- SET EXERCISE 1 -
In the Hamiltonian excerpt, which equation determines the initial condition?

- TEXT EXCERPT -
Correspondingly, f_a and F are given by

$$\begin{equation} f_a = {\mathrm{Tr}}\, H(t)X_a -Nh_a^{(0)}(t) \qquad (a=1,2,\ldots ,k), \end{equation} \tag{ 20 }$$

$$\begin{equation} F(t) = \lambda \sum _{a=1}^k l_a(t)X_a. \end{equation} \tag{ 21 }$$

The QB equation is solved to give other components:

$$\begin{equation} H_{\rm QB}(t)= \sum _{p=k+1}^{N^2-1}h_p^{(1)}(t)X_p. \end{equation} \tag{ 22 }$$

The total Hamiltonian is given by H(t) = H_C(t) + H_QB(t). For a given $h_a^{(0)}(t)$, time-dependences of l_a(t) and $h^{(1)}_p(t)$ are obtained by solving equation (18) and the initial condition is determined by equation (11).

- MATERIALS PROVIDED -
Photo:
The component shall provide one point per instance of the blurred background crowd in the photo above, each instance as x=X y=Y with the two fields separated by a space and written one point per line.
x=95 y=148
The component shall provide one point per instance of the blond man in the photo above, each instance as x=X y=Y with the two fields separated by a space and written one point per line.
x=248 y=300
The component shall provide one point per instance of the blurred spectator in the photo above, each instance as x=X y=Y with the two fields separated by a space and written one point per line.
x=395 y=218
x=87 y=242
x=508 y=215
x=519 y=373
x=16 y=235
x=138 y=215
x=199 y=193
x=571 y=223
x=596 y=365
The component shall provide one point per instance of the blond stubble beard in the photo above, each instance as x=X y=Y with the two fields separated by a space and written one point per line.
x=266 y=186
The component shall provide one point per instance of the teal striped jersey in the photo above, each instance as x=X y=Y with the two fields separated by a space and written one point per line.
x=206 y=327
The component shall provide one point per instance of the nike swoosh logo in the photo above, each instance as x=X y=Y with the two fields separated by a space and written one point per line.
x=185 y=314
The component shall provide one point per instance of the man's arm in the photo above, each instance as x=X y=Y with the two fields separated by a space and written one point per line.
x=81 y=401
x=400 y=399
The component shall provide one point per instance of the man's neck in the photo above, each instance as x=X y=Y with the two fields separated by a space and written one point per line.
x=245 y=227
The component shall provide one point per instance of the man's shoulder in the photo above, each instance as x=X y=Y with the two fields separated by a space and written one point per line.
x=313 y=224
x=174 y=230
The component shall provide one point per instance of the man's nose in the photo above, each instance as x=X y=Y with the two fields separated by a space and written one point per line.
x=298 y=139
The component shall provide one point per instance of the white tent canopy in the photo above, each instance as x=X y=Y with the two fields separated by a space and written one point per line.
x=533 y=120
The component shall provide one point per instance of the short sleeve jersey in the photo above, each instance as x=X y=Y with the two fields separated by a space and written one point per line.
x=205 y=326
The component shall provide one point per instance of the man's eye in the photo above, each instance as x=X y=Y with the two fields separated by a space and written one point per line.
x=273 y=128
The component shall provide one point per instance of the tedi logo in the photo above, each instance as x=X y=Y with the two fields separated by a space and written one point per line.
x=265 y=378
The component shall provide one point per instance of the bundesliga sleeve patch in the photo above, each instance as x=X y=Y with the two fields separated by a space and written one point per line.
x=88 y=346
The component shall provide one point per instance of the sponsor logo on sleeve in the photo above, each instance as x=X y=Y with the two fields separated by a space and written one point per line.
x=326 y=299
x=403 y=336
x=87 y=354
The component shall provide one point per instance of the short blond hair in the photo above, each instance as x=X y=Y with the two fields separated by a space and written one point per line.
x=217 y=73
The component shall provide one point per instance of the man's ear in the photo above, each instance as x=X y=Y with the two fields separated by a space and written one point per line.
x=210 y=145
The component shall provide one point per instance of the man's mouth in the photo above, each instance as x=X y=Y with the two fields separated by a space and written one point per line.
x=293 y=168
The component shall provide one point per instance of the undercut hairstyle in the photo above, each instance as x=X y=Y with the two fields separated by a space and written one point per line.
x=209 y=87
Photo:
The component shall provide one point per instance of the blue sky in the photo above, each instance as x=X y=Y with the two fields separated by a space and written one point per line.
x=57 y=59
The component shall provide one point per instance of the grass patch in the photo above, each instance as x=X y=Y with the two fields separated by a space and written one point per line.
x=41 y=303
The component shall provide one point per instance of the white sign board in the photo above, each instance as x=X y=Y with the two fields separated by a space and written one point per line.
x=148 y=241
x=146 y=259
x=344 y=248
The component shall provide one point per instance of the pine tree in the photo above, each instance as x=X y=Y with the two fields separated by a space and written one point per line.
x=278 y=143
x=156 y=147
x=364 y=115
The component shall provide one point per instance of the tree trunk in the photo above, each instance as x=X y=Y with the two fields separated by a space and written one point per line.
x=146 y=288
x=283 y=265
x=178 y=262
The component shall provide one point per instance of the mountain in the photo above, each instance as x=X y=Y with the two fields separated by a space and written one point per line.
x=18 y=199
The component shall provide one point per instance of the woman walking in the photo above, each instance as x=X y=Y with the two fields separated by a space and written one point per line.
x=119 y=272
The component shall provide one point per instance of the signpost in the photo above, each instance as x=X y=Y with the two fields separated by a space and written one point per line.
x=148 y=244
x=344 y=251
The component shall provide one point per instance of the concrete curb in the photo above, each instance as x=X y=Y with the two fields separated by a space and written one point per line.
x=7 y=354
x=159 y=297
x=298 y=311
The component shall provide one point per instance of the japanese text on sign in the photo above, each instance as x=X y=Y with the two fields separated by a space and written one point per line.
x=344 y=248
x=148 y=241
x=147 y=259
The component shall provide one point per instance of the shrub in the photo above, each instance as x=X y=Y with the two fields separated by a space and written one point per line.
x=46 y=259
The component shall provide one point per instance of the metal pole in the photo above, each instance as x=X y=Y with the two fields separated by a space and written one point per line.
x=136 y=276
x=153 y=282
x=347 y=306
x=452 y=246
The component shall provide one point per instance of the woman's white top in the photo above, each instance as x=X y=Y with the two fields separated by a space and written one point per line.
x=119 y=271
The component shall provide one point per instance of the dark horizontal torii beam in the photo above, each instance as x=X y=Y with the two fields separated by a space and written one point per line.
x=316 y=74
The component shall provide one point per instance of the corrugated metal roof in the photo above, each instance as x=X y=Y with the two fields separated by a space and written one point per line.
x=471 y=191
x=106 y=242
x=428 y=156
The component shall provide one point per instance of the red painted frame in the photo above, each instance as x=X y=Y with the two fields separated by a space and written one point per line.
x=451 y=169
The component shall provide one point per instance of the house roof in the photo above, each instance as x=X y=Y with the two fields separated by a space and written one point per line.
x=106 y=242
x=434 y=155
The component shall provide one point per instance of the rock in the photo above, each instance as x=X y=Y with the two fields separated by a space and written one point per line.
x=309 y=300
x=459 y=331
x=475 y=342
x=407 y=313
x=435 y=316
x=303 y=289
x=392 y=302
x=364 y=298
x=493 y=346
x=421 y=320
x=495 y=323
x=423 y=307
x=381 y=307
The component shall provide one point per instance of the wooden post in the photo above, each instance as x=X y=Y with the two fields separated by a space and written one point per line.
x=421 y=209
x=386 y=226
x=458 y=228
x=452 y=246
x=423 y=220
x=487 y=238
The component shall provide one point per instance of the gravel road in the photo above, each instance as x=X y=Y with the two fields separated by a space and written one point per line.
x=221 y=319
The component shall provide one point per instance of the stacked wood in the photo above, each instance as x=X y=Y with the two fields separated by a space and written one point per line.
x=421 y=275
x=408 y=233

- SET EXERCISE 2 -
Write out the rows from their first line through the line holding "x=596 y=365", both ends included.

- CORRECT OUTPUT 1 -
Equation (11).

- CORRECT OUTPUT 2 -
Photo:
The component shall provide one point per instance of the blurred background crowd in the photo above, each instance as x=X y=Y with the two fields separated by a space and written one point per line.
x=95 y=148
The component shall provide one point per instance of the blond man in the photo above, each instance as x=X y=Y with the two fields separated by a space and written one point per line.
x=248 y=300
The component shall provide one point per instance of the blurred spectator in the photo above, each instance as x=X y=Y with the two fields separated by a space and written one point per line.
x=395 y=218
x=87 y=242
x=508 y=215
x=519 y=373
x=16 y=235
x=138 y=215
x=199 y=193
x=571 y=223
x=596 y=365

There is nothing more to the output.